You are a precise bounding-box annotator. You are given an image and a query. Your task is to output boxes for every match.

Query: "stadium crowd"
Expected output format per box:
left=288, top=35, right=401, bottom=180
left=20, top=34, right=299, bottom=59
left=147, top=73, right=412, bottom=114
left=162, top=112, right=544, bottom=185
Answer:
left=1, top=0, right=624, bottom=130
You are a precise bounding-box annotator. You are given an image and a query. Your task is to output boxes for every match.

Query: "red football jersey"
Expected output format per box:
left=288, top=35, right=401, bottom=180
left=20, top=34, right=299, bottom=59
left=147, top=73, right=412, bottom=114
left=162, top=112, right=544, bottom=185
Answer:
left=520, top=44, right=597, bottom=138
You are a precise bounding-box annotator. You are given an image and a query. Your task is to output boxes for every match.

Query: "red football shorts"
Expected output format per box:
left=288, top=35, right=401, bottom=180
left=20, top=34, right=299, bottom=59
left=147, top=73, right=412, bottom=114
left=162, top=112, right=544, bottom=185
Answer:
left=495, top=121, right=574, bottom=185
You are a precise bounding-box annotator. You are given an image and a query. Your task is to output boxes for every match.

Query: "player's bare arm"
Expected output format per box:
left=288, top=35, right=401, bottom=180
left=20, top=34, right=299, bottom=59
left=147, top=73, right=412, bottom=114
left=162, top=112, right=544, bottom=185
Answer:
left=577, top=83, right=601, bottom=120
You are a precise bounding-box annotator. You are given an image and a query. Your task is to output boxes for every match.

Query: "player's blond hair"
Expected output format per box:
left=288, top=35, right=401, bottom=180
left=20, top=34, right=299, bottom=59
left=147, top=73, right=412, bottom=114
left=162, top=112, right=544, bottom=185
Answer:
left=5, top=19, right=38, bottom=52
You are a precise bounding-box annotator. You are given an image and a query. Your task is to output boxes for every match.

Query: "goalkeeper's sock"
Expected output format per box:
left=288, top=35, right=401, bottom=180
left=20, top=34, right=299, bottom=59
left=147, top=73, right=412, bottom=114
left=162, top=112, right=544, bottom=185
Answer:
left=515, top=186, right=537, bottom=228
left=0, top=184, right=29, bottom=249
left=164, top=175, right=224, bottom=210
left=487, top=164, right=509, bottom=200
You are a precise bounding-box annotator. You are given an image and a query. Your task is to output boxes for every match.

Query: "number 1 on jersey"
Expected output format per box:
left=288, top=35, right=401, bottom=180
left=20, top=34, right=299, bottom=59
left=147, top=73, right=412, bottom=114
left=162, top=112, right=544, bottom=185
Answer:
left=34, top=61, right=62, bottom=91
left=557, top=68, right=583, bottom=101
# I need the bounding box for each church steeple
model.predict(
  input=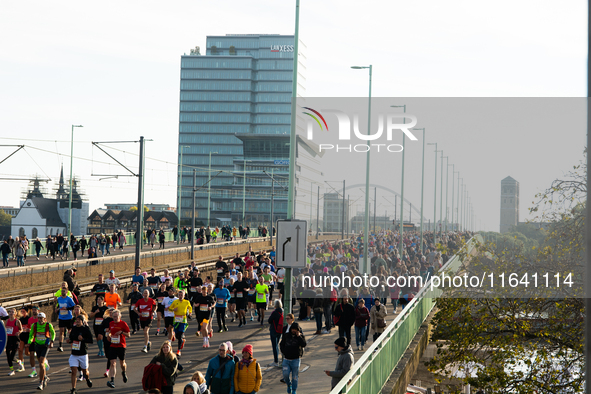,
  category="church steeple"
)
[56,164,68,200]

# [WORK TO BE COMPLETED]
Scan the lines above for the word "player". Return each one that has it.

# [RESPONSE]
Query: "player's bare arm"
Query: "player's blond hair"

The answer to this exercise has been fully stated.